* Work to complete
Every line from the one that includes "Practice. Place a marker on each instance of the soccer player" to the end of the entries should be written out exactly, with the first and last included.

### Extracted information

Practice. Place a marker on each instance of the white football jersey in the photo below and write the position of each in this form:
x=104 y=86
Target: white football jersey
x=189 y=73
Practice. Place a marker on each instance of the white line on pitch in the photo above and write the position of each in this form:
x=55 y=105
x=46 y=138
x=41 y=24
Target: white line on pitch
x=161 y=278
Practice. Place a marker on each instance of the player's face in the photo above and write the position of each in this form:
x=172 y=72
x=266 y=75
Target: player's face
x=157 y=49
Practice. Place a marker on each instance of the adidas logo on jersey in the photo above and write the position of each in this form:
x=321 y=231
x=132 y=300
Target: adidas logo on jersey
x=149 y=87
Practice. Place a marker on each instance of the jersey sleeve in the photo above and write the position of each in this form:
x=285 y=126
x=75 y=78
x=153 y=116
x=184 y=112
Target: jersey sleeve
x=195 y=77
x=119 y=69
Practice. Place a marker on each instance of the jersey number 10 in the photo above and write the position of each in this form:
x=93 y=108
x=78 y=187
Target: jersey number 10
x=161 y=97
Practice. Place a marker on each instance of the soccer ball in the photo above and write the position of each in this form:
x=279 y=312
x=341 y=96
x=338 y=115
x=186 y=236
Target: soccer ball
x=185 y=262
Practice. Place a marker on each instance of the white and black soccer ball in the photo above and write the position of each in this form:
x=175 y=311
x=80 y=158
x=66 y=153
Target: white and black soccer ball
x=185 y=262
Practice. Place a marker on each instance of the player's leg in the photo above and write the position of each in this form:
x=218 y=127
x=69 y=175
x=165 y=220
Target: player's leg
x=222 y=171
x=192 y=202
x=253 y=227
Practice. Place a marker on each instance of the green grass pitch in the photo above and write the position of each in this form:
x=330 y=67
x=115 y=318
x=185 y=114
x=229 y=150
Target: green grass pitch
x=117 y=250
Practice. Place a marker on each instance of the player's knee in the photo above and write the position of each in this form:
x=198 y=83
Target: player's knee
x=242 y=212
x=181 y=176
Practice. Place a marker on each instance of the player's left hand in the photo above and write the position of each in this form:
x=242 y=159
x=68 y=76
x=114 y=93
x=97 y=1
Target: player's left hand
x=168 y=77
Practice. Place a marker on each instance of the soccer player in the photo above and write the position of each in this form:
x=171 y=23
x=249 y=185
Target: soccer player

######

* Result of the exercise
Practice. Place a marker on each instance of the soccer player in the photo above and write the position of each in this form:
x=171 y=23
x=249 y=185
Target: soccer player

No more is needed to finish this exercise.